• _Fragmento del documento_:
=======

La nota de Le Figaro se viralizó y proliferaron los artículos sobre el tema en diarios europeos; conclusión, en los años previos a la invasión a Ucrania, cuando se hablaba de otras cosas relacionadas con Rusia: el candidato a primer puesto en el Libro Guinness de récords por muertes a causa de selfies era ese país -no en vano es la tierra de los cultores de la “ruleta rusa”-, hasta un punto tal que el gobierno mandó diseñar un poster, con la misma iconología y diagramación que se puede ver en los subterráneos, indicando 9 casos de autofotos vedadas: en torres de alta tensión, edificios altos, escaleras, pendientes y acantilados; frente a bestias salvajes; apuntándose con armas de fuego, o peor aún, apuntando a otra persona -primer axioma de los tiradores serios “las armas las carga el diablo y las descarga un gil”-; colgando de vehículos en movimiento o frente a uno que se acerca. Las sugerencias llegaban más lejos, no a las selfies con palo en descampado en días de tormenta eléctrica -efecto Benjamín Franklin y el pararrayos, I presume.
Como precuela, el mismo suplemento cultural donde leí el artículo de las selfies publicó en su entrega de semanas atrás una entrevista al antropólogo británico Robin Dunbar creador del “número de Dunbar” que nos aclara cómo un individuo normal puede mantener relaciones estables con alrededor de unas doscientas personas a lo largo de su vida. Ciertamente, las redes sociales y los sitios y apps para encontrar parejas tienden a incrementar de manera exponencial esas posibilidades buscando afinidades comunes y, dentro de ellas, imágenes y autofotos tienen un valor fundamental.

=======

• _Tarea_: Prosigue, por favor, el fragmento sobre las selfies desde donde termina. Las entradas no hacen falta aquí.

• _Entradas de datos_:

=======

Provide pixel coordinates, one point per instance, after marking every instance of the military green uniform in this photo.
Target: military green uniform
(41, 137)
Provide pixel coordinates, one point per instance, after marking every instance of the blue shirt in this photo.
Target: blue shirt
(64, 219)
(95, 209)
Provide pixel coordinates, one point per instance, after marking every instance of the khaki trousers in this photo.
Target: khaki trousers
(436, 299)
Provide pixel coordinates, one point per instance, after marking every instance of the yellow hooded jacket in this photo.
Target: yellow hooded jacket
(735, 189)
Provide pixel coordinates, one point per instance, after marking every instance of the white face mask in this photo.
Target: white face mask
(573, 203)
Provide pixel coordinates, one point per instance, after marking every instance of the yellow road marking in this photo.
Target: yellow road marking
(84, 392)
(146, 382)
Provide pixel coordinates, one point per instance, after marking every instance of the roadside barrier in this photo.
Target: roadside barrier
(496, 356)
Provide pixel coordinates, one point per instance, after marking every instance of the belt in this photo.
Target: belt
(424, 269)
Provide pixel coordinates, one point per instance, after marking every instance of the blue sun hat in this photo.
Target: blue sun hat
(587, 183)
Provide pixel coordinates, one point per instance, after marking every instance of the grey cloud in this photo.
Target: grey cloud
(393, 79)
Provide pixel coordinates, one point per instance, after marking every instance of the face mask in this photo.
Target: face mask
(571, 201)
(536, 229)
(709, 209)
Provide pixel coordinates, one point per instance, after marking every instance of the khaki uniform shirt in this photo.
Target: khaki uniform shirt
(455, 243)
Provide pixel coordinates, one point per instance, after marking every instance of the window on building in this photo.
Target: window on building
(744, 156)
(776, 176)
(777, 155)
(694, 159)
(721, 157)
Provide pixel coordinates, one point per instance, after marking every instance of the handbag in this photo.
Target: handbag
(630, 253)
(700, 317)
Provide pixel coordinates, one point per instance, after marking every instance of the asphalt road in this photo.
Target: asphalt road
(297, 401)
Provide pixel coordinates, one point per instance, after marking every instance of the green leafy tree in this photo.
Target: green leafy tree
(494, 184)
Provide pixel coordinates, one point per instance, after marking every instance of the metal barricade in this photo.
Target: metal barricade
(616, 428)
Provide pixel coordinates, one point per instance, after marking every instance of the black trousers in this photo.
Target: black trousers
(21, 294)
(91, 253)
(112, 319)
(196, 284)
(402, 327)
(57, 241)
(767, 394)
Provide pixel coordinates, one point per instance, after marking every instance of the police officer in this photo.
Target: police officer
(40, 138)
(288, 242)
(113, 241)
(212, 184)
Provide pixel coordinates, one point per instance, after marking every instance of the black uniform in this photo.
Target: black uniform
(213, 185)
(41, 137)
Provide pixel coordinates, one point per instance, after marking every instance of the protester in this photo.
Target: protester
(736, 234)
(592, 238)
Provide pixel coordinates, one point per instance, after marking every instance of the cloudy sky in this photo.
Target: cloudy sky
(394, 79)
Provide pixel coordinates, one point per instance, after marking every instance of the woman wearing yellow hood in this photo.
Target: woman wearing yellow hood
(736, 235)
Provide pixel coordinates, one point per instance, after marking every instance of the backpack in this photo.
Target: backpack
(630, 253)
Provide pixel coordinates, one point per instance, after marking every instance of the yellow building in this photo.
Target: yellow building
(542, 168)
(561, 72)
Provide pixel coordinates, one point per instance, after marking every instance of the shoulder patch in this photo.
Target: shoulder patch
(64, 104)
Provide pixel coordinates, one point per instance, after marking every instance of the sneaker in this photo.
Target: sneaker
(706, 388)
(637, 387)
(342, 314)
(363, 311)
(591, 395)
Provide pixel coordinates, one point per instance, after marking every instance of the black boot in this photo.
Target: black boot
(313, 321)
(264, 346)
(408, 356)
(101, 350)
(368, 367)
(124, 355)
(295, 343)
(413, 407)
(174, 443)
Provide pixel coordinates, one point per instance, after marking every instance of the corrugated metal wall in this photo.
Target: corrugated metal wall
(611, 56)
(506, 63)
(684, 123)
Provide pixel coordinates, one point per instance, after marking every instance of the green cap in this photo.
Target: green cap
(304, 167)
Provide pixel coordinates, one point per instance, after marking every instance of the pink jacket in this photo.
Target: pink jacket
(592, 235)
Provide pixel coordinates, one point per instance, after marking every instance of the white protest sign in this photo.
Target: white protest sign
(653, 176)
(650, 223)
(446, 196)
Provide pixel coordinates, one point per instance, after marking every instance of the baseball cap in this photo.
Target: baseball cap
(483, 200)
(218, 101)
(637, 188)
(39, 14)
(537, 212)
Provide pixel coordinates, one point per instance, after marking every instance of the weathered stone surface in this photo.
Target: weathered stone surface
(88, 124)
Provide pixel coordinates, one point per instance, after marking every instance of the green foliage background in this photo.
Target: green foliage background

=======

• _Respuesta_:
En lo personal, creo que hay sentimientos expresados en palabras que no caben en las página web, como aquellos versos de Lope: “Desmayarse, atreverse, estar furioso, / áspero, tierno, liberal, esquivo, / alentado, mortal, difunto, vivo, / leal, traidor, cobarde y animoso”. Por no hablar de esotros gongorinos cuando uno ve una imagen: “Si mucho poco mapa le despliega, es mucho más lo que, nieblas desatando, / confunde el sol y la distancia niega”.
Estos dos artículos, el de la importancia de las redes sociales y la comunicación y el del número de Dunbar, me recuerdan a otro Dunbar, John Dunbar, el protagonista de la película Danza con lobos. Él no disponía de redes sociales y debió acudir a otros ingenios para comunicarse con los indígenas; de resultas, se convirtió en una suerte de Droctulft borgeano, terminó asimilándose a su modo de vida y encontró el verdadero amor.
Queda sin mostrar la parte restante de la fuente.